╭─ EXCERPT

Well, we fought the American Revolution—
to get pride parades. I mean, that's kind of why we did it. Oh yeah. Well, it— the good news is it's so absurd that it's gonna come crashing down within my lifetime without question. And, you know, the only question is like, what do we get in its place? And I just really want it to be a good thing.
Yeah.
But the— but you don't think there's any hope that the Republican Party changes just in this one specific way, that it stops taking orders from people who don't put America first.
Look, the money— a bit outside of my expertise, but the money in politics obviously is— I mean, how could you not conclude that that's going to be corrupting, particularly mindful of the manner in which the amounts are just so astronomical as it is right now? And then there's also other areas that are not astronomical, but nevertheless are so opaque, non-transparent, that it's become a loophole. So for instance, one of the things our team Ben Freeman and Eli Clifton and Nick Cleveland at my shop really work on is the manner in which American think tanks are taking huge amounts of money from foreign governments. Oh, it's unbelievable. And there's no transparency around it at all. If you give $250 to an American candidate, it will be in the public record and people can see that. But you can give $10 million plus to a think tank that pretends that it is completely neutral. And then they produce all of these different reports in support of the country that supported it, or these weapon companies that are giving that money, and there's no transparency at all. Most of the people that are testifying in Congress are coming from these think tanks.
They never have to announce in any way, shape, or form that I'm coming here to testify about this specific problem, but you should know I'm funded by this country that is very much part of this problem, or I'm very much funded by the weapons company that is producing the very system that you're having a hearing about. That transparency is completely nonexistent. So there's going to take a lot to be able to change this system given how much it's essentially been neoliberalized.
Totally corrupt. I remember when I first learned that Heritage was taking money from foreign countries or foreign interests, I was shocked by it. I couldn't believe— it was a long time ago too. I couldn't believe it. AI and Hudson and Brookings, and I think they're smart people. I know people at all of those places and they're smart and some of them are good people, but the system itself is just so rotten, it's beyond redemption. So that kind of—
But that is fixable. I mean, you could have a piece of legislation that essentially ensures— I mean, you have it in California. You cannot— I mean, there's limitations on how much you can give to a nonprofit. You could just make sure that think tanks are a separate type of a category or research institutes that have to have transparency about who they are funded from. You can have a situation in which if someone is testifying in Congress, they have to disclose any potential conflicts of interest. There's ways to fix these things, and they're very simple. We just don't do it.

╰─

**TO DO**
**A.** Could you translate this sentence from the conversation on think tank funding into Spanish: "If you give $250 to an American candidate, it will be in the public record and people can see that."
**B.** Can you carry on the conversation on think tank funding from its last line, keeping the same speakers and spoken style?

╭─ DATASET EXTRACT

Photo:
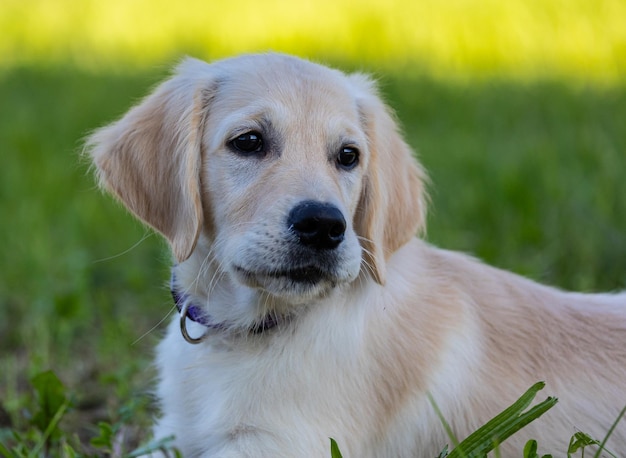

╰─

**TASK RESULTS**
**A.** Si le das 250 dólares a un candidato estadounidense, quedará en el registro público y la gente podrá verlo.

**B.**
It's fascinating to me. You're born in Iran, you grew up in Sweden, you spent most of your life in the United States, which is why you don't have an accent. I think. But you have the most— but you're a foreigner. I didn't even know you weren't a citizen. I just found out, and I want to ask you about this. But you have by far the most pro-America kind of take on all this of almost anyone in Washington, which is kind of weird since you're not an American. But I think objectively you have a pro-America position on these questions because you have a pro-America position, there was this story that emerged last week, which is why I called you initially, that there was a move to get you deported. Can you explain what happened?
So there was this hit piece in Bari Weiss's Free Press, very ironic name for that outlet, that just listed— I mean, it was 10 pages long, just listed this long list of lies against me that has been repeated by the neocons in Washington for the last 20-plus years. —Oh, I'm an agent of the Islamic Republic, all of these different things in order to kind of cancel me, shut me down.
You're an Iranian agent.
Exactly. I'm an Iranian agent essentially. And all of that. But the only thing that was new is that they claimed that the State Department was now investigating me in order to have me deported. And it took only a couple of hours, but the State Department itself came out and denied this and made clear that they have no plans of doing so, at least not for now, they said. Obviously—
This ran in Barry Weiss's Free Press, which exists to promote the interests of a foreign country, Israel. I mean, that's the reason there is a free press, is to promote the Israeli government.
The elements that have been constantly trying to silence me have come from that direction. And it's a lot because of— I wrote my dissertation, which ended up becoming my first book, Treacherous Alliance, on Israel and Iran. And no one had written a book on it for about 20 years prior to me writing that book. But everyone was constantly talking about it. It was on the news all the time. Should we bomb Iran? And all of Iran is an existential threat. And I tried to get to the bottom of the story, and I did so by actually really spending time in Israel to try to understand their perspective, understand the perspective of the Iranians, and then do it as a dissertation. But it revealed a very different picture. Of what they were saying. And I got a lot of play in media, and that really threatened them. And they started to do everything they could to silence me. Later on, when we started Quincy, that became an even greater threat because we were trying to build bridges between the anti-war left and the anti-war right for such a long time. Andy Bacevich was one of the people.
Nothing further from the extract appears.